### INPUT MATERIAL ###
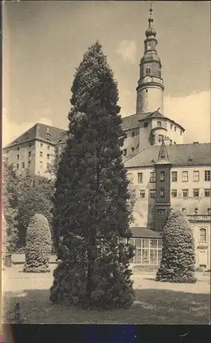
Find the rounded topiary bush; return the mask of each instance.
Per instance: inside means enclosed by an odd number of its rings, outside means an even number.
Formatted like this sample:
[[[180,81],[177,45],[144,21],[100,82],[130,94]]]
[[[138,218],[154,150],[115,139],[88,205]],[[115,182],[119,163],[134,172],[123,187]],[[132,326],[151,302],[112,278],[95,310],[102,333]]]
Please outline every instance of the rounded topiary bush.
[[[195,283],[195,244],[192,228],[183,212],[173,212],[163,228],[162,259],[156,281]]]
[[[41,214],[32,217],[26,234],[25,263],[23,272],[49,272],[51,234],[47,220]]]

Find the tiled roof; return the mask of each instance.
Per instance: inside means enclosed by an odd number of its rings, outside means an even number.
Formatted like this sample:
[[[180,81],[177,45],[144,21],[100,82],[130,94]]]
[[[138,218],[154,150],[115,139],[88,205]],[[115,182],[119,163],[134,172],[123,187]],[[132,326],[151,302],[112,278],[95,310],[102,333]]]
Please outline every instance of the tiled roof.
[[[158,110],[156,110],[154,112],[148,112],[147,113],[142,113],[142,114],[138,114],[138,115],[129,115],[127,117],[123,117],[122,118],[123,119],[123,123],[122,123],[122,128],[123,130],[130,130],[132,128],[138,128],[138,122],[142,120],[146,120],[146,119],[150,119],[152,118],[162,118],[165,119],[168,119],[171,123],[176,124],[177,126],[179,126],[181,130],[184,132],[185,130],[184,128],[181,126],[181,125],[178,124],[173,120],[168,118],[167,117],[165,117],[163,115],[162,113],[160,113]]]
[[[145,119],[147,115],[150,115],[151,113],[145,113],[143,115],[128,115],[127,117],[123,117],[122,128],[123,130],[129,130],[138,127],[138,121],[140,119]]]
[[[21,144],[34,139],[39,139],[54,144],[60,139],[60,137],[63,132],[66,132],[66,131],[58,128],[55,128],[54,126],[37,123],[5,147],[9,147],[12,145]]]
[[[131,230],[134,238],[162,238],[160,233],[153,231],[149,228],[134,226],[131,228]]]
[[[147,147],[125,163],[126,168],[154,165],[160,145]],[[167,145],[169,163],[175,165],[211,165],[211,143],[175,144]]]

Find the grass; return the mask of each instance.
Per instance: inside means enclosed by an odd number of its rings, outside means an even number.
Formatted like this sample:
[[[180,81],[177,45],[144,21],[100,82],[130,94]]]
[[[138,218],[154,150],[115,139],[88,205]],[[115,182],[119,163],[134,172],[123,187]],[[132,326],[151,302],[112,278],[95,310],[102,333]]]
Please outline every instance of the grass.
[[[195,284],[154,281],[154,275],[133,275],[136,300],[127,310],[94,311],[53,305],[49,300],[52,272],[23,273],[17,268],[3,272],[3,322],[20,303],[24,323],[42,324],[208,324],[209,275],[198,274]]]

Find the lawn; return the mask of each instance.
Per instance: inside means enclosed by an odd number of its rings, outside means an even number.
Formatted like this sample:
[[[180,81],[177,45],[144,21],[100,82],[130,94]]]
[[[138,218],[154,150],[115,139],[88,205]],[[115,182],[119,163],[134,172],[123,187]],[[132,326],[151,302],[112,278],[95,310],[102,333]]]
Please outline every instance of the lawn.
[[[210,274],[197,273],[195,284],[156,282],[153,274],[134,274],[136,300],[127,310],[94,311],[53,305],[49,300],[52,272],[3,272],[3,322],[20,303],[24,323],[31,324],[209,324]]]

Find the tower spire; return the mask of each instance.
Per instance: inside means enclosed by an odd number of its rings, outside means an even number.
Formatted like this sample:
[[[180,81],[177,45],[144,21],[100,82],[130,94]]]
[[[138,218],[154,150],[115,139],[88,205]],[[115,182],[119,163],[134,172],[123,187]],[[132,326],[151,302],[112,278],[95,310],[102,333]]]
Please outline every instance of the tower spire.
[[[163,111],[164,82],[161,75],[162,64],[158,55],[157,32],[153,27],[152,3],[149,8],[149,26],[145,32],[144,56],[140,62],[140,78],[138,81],[136,113],[152,113],[160,108]]]

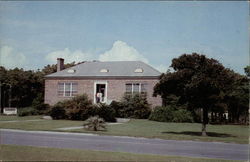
###
» **REQUIREMENTS**
Show every line of the records that contains the word "tiled".

» **RESPONSE BELOW**
Find the tiled roof; return the mask of each instance.
Please outline every instance of the tiled roof.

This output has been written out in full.